Text provided below:

Earthwatch Scientist, Stewart Thompson, Ph.D.

Stewart Thompson, Ph.D.

Emeritus Professor in Biodiversity Conservation
Oxford Brookes University/Center for Ecosystem Restoration, Kenya/Change-a-Life Bwindi, Uganda

I am a British landscape ecologist teaching and researching applied conservation management for the last 35 years. As an academic, I was an undergraduate Lecturer in Ecology and Conservation Biology, a postgraduate Lecturer in Environmental Impact Assessment & Conservation Ecology, and a Faculty postgraduate tutor. I have recently retired from my academic role, which allowed me to operate in an advisory capacity for landscape-scale conservation projects in East Africa. Throughout my career, I have initiated and delivered various applied conservation management projects, all of which I have endeavored to translate into practical conservation management tools. In my university position, I was the Director of a research cluster whose work explored the linkages between wildlife protection mechanisms/policies and landscape scale ecology, the effects of land-use change on wildlife, threatened species conservation in developing countries, and the relationship between wildlife tourism and human-wildlife conflict resolution.

End of Text provided.

Task requirements:
a. Answer these from the Stewart Thompson profile:
(i) Which university is he Emeritus Professor in Biodiversity Conservation at?
(ii) For how many years has he taught and researched applied conservation management?
(iii) What position did he hold in the research cluster at his university?
b. Resume the Stewart Thompson profile after its last sentence.
The entries have no connection to the Stewart Thompson profile.

Information given below:

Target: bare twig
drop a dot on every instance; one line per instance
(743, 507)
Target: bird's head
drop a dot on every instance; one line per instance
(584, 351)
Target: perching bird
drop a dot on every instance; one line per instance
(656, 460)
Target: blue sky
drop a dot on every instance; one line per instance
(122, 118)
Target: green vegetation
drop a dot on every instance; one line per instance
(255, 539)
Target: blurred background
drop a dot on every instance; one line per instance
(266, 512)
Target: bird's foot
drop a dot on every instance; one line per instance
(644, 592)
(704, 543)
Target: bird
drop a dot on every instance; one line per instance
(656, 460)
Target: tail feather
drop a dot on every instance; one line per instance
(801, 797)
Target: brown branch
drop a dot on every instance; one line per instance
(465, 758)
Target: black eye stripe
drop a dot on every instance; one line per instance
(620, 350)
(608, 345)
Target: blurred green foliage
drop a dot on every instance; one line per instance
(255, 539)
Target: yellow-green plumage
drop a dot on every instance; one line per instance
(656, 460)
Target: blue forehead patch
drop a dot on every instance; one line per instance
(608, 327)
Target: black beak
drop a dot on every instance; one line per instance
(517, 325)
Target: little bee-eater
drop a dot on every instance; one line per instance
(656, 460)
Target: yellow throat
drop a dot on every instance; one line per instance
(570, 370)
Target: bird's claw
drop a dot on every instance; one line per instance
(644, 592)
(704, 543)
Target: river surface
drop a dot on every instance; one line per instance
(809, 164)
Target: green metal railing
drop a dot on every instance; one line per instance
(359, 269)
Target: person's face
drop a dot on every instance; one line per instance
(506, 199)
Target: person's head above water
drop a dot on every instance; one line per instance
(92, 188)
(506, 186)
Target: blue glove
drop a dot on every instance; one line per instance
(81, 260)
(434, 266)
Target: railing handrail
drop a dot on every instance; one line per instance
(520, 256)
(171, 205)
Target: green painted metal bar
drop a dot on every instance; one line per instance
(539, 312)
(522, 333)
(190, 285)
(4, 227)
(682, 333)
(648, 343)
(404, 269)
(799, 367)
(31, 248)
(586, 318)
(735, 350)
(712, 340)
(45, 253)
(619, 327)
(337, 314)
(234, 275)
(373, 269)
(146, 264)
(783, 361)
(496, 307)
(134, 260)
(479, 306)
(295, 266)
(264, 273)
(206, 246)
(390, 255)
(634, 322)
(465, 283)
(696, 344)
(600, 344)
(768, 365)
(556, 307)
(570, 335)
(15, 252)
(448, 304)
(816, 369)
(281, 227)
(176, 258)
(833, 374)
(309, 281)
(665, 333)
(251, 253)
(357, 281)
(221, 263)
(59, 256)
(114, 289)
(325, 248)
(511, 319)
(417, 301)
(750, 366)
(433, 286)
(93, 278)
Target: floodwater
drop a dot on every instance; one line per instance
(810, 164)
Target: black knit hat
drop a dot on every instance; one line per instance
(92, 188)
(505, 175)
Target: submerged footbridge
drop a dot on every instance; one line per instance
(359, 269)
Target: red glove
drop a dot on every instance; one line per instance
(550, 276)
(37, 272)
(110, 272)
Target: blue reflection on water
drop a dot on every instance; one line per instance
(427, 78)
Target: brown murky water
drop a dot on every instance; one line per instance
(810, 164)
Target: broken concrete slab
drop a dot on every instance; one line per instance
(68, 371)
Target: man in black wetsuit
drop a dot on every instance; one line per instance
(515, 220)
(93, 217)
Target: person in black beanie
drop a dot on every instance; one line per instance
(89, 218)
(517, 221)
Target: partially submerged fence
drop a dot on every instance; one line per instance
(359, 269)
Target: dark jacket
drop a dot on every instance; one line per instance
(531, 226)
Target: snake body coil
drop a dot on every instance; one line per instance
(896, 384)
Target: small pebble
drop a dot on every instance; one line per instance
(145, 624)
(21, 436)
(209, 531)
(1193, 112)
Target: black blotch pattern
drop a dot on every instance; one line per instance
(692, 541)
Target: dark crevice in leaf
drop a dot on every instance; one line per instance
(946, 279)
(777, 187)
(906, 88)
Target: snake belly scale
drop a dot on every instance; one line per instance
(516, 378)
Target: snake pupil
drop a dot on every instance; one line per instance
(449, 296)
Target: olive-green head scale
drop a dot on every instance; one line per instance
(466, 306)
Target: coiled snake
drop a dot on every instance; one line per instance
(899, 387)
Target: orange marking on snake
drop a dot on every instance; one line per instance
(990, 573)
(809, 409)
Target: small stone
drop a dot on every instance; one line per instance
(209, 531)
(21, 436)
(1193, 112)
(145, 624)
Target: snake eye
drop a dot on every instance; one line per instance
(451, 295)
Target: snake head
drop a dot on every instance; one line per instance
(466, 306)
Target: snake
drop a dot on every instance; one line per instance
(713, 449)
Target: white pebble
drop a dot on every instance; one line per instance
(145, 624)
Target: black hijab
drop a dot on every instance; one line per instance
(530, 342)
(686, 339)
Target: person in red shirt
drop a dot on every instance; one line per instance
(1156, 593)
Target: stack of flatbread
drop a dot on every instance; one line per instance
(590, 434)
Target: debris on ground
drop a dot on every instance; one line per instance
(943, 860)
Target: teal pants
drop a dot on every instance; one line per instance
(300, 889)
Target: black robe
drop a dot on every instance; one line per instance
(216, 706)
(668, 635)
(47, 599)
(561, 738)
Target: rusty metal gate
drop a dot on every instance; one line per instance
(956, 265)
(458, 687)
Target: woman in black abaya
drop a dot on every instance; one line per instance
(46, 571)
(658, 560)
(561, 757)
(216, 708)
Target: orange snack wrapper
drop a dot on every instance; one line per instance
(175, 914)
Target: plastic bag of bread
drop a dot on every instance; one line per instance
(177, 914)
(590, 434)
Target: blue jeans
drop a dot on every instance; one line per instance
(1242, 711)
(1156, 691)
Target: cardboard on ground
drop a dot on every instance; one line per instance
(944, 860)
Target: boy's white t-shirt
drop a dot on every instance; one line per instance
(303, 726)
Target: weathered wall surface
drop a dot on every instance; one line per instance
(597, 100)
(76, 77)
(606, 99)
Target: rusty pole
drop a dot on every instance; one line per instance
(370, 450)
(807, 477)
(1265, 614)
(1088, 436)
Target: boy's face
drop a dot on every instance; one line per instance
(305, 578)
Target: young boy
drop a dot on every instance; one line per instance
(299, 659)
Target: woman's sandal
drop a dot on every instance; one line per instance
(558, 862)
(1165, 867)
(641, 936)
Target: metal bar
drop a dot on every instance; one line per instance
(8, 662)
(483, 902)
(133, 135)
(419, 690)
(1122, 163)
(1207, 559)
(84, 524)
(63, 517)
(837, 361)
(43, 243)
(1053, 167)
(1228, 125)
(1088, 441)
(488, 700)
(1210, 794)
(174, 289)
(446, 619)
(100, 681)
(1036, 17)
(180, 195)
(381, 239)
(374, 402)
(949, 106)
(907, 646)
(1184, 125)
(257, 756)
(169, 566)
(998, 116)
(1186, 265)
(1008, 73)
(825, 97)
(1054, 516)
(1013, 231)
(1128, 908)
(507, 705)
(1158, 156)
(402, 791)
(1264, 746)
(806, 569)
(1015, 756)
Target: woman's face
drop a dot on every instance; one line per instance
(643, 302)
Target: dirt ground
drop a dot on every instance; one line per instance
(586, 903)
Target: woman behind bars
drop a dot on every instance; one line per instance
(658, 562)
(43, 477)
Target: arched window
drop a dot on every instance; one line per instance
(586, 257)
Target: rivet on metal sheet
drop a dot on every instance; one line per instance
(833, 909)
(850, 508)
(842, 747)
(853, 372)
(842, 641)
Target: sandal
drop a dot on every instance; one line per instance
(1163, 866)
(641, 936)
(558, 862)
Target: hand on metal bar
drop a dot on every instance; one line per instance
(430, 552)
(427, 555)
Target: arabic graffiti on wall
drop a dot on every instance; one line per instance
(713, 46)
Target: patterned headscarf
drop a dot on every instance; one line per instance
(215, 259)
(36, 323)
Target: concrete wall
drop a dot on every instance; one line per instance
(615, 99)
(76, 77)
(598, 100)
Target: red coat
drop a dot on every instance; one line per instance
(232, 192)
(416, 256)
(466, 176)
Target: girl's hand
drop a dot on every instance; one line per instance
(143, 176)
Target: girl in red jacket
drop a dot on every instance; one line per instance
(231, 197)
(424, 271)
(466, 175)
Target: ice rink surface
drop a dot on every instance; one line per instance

End of Information given.

Exercise responses:
a.
(i) Oxford Brookes University
(ii) 35 years
(iii) Director

b.
Why are you interested in your research focus?

Simply put, my research focuses on how animals respond to measures that seek to enhance their conservation status. These measures are usually a hybrid of a policy or strategy that leads to on-the-ground applied conservation management. For the last 12 years, I have collected data in several wildlife conservancies in the Maasai Mara, specifically focusing on the hoofed animal populations to develop a long-term understanding of how their population sizes and distribution patterns are changing. The findings from this research are used to make changes to existing management regimes and direct future wildlife conservancy management policies.

What is one of your favorite moments in the field?

A tough one, as I have been very privileged down the years! For much of my career, I have led field-based courses for university students in various projects/countries where I have conducted my research. For more than 20 years, I have regularly visited the breathtaking Ranthambhore tiger reserve in Rajasthan, India, where I have also been looking at hoofed animal populations. The reserve is world-famous for its wildlife and tiger population. For me, there is simply nothing better than showing people tigers in the wild for the first time, a cocktail of awe, joy, and slight trepidation all at once.


I graduated in 1989 with a BSc (Hons) in Environmental Studies (Ecology) from the University of Hertfordshire, going on to obtain my Ph.D. from Oxford Brookes University in 1994, where I researched the status of ecology in the British environmental impact assessment process.